◆ TEXT TO READ ◆
— BEGIN —

3

I have a gam model with automatic predictor selection based on cubic splines (bs = cr) and SELECT == T or shrinkage cubic splines (bs = cs) and SELECT == F.

As I know these predictors should be scaled, because of different data ranges and units and transformed to gaussian distribution.

I got two questions with respect to this topic:

  1. Should I first scale and then transform my predictor data?
  2. I'm scaling and transforming my predictor data to build the model. Do I also have to scale and transform the predictor data when I make a prediction? - So transforming and scaling the predictor data of new unknown data?

I'm using the following model:

basis <- "ts"
selection <- TRUE
gammaVal <- 1.8
model <- mgcv::bam(formula = TT2 ~
            s(DGM5, k = k, bs = basis) +
            ...
            s(NDVI_MEAN, k = k, bs = basis),
            data = trainSet, family = gaussian(), method = "fREML", select = selection,
            gamma = gammaVal, scale = 1, control = ctrl, cluster = cl, discrete = TRUE, nthreads = 31)

I try to predict some kind of air temperature based on Height Model, Vegetation Index, Buildings, Sealing etc.

  • 1
    You should probably add a little more information about the computing environment. I suspect you're using the R package mgcv? It would also help to know more about the specfic variables you're using. – COOLSerdash Jan 30 '23 at 07:57
  • 2
    Scaling a random variable (by a constant) to achieve a Gaussian distribution can only happen if the original distribution was already Gaussian? In any case, the predictors in the GAM don't need to be Gaussian. Can you elaborate on your model more? What is the family/link choice? Regarding your second question, yes whatever variable is used in the estimation should be the same variable passed to the prediction. – statsplease Jan 30 '23 at 08:20
  • @COOLSerdash yes you are right, I'm using mgcv in a R environment. - I adjusted my question accordingly. – Marcel Gangwisch Jan 30 '23 at 09:06
  • @statsplease thanks for your comment. You are right if you are just scaling, but if I transform the data by log/sqrt or by box-cox/yeo-johnson I also change the distribution. – Marcel Gangwisch Jan 30 '23 at 10:05
  • 2
    But why would you transform them given we are using splines anyway? – usεr11852 Jan 30 '23 at 11:15
  • 2
    Why are you transforming your data to a Gaussian distribution? There's no point in doing so. – jbowman Feb 01 '23 at 22:39
  • ok; I try to run the model without transforming, but only scaling. - Thank you for your remarks! – Marcel Gangwisch Feb 05 '23 at 16:56
  • 1
    Let's suppose one predictor is binary. Then there is no scope to make it Gaussian. No transformation can do anything useful. But there is no need to make it Gaussian. The idea that predictors should be Gaussian is a myth. What is true is that some non-Gaussian predictors can be hard to handle and might be easier to work with if transformed. – Nick Cox Feb 06 '23 at 08:56

2 Answers2

3

Scaling/Transformation

To directly answer your two main questions here: the answer is no to both.

— END —

◆ PROVIDED INFORMATION ◆
— BEGIN —

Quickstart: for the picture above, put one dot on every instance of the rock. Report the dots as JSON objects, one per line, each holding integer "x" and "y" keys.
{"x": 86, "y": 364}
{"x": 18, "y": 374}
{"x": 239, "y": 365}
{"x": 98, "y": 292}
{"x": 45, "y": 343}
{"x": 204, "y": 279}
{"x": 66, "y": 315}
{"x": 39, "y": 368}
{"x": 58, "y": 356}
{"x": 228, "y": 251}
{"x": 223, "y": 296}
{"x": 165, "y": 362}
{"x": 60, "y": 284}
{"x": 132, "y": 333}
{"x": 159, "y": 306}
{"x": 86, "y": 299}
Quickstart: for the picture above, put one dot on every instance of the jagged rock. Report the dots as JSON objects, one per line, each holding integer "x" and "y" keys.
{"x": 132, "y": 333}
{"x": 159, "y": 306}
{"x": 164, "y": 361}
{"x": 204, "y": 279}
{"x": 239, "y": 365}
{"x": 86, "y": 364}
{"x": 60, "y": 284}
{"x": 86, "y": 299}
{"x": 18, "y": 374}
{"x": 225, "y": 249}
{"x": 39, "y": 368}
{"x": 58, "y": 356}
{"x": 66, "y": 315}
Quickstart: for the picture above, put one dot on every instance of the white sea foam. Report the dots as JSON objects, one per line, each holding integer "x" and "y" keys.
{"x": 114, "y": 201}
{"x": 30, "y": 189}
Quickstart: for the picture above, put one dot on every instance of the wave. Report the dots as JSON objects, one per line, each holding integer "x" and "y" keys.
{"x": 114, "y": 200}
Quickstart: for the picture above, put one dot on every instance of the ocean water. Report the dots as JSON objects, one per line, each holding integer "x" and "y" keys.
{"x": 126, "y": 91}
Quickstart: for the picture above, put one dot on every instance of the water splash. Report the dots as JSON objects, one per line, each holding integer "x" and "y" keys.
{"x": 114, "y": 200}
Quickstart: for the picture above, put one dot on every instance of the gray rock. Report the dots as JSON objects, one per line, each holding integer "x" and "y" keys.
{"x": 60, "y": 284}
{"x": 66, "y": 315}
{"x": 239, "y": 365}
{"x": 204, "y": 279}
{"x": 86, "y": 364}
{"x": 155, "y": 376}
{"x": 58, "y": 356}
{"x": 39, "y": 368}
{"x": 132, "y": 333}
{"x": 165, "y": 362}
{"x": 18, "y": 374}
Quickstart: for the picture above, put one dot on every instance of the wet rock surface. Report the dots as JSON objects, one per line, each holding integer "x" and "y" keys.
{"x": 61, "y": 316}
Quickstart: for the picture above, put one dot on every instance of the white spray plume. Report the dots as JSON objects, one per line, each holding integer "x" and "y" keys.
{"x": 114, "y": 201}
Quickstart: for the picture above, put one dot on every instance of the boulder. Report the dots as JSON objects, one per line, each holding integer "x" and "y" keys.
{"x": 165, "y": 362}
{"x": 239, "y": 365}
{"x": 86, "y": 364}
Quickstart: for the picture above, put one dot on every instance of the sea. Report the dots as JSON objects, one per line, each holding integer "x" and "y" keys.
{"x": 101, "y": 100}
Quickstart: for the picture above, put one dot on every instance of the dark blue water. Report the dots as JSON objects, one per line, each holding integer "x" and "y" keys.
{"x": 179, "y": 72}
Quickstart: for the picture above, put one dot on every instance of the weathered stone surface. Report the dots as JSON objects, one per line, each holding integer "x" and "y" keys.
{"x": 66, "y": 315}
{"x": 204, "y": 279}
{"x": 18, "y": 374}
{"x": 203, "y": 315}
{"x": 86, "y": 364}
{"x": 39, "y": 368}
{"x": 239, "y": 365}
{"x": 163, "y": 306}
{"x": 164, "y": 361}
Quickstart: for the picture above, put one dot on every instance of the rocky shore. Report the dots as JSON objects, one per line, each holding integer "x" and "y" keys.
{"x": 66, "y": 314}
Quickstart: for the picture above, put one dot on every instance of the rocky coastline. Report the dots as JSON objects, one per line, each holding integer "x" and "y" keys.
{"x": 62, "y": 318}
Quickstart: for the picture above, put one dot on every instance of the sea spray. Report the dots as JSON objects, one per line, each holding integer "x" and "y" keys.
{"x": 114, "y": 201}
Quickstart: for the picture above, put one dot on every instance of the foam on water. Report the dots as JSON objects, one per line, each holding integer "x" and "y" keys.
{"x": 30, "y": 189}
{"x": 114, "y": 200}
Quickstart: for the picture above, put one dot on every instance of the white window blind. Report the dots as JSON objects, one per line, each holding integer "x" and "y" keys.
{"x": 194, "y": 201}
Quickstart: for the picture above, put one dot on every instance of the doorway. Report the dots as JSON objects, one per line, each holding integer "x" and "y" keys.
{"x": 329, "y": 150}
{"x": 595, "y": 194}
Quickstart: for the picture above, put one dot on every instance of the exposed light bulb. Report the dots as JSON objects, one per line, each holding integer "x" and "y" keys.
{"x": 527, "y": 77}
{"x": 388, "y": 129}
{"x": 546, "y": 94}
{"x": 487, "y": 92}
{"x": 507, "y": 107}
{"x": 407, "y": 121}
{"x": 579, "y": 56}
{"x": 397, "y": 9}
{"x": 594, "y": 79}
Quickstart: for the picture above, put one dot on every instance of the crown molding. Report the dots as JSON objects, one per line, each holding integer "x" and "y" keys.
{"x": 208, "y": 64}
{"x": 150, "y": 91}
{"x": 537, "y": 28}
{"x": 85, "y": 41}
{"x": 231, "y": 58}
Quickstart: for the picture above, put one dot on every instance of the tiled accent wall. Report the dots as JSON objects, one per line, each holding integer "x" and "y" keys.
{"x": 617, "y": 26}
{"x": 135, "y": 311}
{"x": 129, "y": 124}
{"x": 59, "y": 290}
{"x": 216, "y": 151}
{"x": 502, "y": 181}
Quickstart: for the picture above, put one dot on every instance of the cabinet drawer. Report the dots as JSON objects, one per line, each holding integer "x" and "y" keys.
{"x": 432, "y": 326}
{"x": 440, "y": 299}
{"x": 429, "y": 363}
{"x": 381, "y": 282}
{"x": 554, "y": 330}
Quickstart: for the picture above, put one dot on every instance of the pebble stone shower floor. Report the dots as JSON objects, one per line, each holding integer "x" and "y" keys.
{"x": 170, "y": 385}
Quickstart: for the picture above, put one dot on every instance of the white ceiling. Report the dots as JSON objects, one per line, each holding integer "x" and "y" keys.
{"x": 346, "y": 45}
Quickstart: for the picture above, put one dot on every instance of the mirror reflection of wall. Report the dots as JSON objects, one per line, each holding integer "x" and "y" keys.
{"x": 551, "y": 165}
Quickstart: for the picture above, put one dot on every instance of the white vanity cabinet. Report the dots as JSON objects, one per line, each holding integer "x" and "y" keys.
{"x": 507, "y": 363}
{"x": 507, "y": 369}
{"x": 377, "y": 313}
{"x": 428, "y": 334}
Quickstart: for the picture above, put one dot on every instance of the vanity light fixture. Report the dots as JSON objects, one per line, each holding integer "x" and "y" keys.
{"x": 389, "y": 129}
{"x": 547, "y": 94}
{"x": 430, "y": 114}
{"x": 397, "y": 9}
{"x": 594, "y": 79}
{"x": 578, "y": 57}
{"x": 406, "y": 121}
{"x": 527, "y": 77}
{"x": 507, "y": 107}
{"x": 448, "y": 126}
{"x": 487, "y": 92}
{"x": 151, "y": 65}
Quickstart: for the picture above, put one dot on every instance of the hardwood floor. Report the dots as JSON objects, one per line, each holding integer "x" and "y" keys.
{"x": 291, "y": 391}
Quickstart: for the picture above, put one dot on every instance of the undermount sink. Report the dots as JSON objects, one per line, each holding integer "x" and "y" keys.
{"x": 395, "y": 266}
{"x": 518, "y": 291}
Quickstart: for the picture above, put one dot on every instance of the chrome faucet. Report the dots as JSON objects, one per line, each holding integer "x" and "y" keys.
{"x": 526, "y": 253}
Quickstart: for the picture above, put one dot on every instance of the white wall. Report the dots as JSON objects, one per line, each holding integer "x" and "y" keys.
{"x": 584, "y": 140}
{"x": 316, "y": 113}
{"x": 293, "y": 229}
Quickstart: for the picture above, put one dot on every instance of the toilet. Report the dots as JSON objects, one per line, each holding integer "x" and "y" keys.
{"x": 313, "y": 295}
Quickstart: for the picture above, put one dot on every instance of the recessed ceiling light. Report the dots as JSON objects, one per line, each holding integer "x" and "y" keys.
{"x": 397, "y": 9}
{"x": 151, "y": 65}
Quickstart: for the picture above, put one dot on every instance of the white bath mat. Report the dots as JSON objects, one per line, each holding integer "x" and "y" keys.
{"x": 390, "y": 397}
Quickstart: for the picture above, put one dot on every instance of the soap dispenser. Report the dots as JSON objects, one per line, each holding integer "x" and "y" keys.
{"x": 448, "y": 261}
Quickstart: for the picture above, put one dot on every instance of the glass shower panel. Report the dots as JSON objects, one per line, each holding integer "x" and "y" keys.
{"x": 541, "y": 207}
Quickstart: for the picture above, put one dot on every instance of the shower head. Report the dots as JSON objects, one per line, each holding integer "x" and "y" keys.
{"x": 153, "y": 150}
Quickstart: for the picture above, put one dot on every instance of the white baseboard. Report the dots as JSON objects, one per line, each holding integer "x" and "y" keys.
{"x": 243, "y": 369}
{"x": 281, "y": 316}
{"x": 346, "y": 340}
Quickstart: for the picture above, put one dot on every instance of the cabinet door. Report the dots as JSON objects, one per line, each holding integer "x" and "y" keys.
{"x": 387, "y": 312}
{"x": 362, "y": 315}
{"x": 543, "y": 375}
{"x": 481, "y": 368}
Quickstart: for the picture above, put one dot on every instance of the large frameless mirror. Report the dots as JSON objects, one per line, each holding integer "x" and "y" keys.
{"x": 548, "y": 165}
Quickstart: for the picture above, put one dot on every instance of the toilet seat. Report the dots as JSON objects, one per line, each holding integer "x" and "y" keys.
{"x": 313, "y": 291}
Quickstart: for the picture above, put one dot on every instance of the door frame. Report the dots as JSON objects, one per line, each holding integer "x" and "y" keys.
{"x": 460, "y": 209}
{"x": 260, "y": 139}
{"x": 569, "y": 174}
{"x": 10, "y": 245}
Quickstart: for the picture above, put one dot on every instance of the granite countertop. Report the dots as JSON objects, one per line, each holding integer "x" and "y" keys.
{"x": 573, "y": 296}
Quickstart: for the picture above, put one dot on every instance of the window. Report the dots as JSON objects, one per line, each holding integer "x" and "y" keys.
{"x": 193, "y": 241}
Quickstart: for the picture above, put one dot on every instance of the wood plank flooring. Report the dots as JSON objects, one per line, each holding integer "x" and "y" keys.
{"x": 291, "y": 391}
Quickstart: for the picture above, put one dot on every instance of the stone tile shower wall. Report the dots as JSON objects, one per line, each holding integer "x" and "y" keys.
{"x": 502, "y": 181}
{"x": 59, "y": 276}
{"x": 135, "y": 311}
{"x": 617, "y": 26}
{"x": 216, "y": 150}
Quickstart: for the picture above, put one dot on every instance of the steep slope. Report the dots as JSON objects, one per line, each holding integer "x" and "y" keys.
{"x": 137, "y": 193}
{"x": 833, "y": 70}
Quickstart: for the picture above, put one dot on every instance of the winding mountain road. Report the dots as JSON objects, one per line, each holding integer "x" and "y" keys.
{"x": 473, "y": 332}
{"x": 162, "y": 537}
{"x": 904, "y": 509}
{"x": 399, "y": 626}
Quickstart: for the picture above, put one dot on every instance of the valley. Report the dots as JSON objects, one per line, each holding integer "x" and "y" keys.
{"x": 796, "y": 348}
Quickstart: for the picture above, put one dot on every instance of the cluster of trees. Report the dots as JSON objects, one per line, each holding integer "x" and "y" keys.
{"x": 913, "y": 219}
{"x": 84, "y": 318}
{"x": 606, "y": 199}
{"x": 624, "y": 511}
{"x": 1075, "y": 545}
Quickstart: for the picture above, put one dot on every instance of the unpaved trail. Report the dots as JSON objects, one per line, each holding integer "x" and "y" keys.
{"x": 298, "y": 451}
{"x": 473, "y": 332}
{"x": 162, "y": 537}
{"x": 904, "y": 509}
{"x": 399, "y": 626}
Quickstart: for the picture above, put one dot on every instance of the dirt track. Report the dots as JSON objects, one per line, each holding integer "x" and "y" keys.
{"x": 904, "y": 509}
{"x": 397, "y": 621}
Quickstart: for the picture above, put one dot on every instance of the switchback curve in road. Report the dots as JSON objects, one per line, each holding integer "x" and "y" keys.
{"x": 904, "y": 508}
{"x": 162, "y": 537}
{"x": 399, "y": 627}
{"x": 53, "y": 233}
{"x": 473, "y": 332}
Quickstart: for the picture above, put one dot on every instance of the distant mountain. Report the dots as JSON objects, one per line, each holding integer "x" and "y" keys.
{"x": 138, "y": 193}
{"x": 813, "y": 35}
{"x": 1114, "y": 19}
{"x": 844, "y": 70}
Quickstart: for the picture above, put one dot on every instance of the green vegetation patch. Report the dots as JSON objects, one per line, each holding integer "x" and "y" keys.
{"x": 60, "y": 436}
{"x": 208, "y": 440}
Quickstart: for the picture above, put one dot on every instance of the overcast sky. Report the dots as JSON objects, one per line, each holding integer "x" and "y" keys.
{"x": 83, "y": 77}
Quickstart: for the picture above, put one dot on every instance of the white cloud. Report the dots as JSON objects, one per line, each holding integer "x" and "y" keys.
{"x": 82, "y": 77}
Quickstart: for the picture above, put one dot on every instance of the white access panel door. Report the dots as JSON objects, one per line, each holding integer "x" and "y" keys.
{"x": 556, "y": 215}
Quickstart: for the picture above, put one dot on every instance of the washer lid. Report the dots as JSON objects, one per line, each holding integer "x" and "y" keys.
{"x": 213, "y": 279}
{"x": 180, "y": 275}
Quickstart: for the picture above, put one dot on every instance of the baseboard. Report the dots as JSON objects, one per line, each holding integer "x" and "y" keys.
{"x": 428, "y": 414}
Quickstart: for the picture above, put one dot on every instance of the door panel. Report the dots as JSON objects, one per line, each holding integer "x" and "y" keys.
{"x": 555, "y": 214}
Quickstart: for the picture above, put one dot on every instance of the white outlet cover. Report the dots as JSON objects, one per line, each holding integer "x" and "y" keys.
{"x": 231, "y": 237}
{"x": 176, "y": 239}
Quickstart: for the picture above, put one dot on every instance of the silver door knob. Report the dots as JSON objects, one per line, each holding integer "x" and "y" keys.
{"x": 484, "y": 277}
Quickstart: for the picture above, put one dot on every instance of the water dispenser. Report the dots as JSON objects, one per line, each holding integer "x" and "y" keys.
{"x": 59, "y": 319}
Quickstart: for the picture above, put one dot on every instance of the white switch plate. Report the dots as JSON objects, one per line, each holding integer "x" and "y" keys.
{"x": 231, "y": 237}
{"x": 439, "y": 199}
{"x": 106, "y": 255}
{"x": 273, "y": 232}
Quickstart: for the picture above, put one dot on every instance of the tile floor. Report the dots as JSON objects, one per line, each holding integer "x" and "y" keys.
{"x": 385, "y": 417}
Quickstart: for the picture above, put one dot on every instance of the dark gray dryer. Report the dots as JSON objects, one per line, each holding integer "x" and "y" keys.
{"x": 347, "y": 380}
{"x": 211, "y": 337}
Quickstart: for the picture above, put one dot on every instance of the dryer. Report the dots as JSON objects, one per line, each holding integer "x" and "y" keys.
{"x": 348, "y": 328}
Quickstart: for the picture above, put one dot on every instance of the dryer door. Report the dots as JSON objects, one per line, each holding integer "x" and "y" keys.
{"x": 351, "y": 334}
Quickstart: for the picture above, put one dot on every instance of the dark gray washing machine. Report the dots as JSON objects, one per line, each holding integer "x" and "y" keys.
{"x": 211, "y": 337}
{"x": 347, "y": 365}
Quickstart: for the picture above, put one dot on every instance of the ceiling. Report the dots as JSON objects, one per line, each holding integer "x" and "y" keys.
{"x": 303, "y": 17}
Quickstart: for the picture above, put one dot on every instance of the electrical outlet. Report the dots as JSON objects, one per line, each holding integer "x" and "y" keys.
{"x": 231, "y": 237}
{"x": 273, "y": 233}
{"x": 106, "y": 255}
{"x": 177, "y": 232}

— END —

◆ DIRECTIONS ◆
A) In the thread on scaling and transforming predictors for a GAM, what value does the model code assign to gammaVal?
B) Write the next part of the thread on scaling and transforming GAM predictors, continuing from its final sentence.
The listing that appears after the thread is separate material.

◆ TASK-BY-TASK RESULTS ◆
A) 1.8

B)
First off, there is pretty much no defensible reason to scale or transform your variables here. Even if you were to include some interaction term here, you could simply add tensor product splines to your model and avoid any transformation/scaling that would necessitate it in other regression interactions. The only real thing you should be concerned with in that respect is having the appropriate regression link function. Unfortunately, without knowing more about your data, it is hard to say. If you have a normally distributed outcome variable, then there is no need to change this, and it looks like you have already explicitly modeled it as such anyway with family = gaussian(). So just leave your predictors in without scaling/transformation. I don't know if the scale and control arguments have been expressed here for that purpose, but I would just remove those terms. I also don't know what cluster is being used here for.

As an example of why this is not helpful, I have fit two models with the MASS package's mcycle data, one scaled and one not scaled. I have then plotted them thereafter.

#### Load Libraries ####
library(MASS)
library(mgcv)
library(tidyverse)

Scale Data

data <- mcycle %>% mutate(scale_times = scale(times))

Fit Unscaled Model

fit.reg <- gam( accel ~ s(times, bs = "cr"), data = data, method = "REML" )

Fit Scaled Model

fit.scale <- gam( accel ~ s(scale_times, bs = "cr"), data = data, method = "REML" )

Plot Them

par(mfrow = (c(1,2))) plot(fit.reg) plot(fit.scale)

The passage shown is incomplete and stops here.